> Task to complete
Nothing but an exact copy of the records below counts as the answer.

> Dataset records

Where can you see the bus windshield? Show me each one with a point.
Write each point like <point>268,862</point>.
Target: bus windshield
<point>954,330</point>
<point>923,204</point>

> Exercise solution
Where can you see the bus windshield? Show me each one with a point.
Write each point like <point>268,862</point>.
Target: bus windshield
<point>954,330</point>
<point>923,204</point>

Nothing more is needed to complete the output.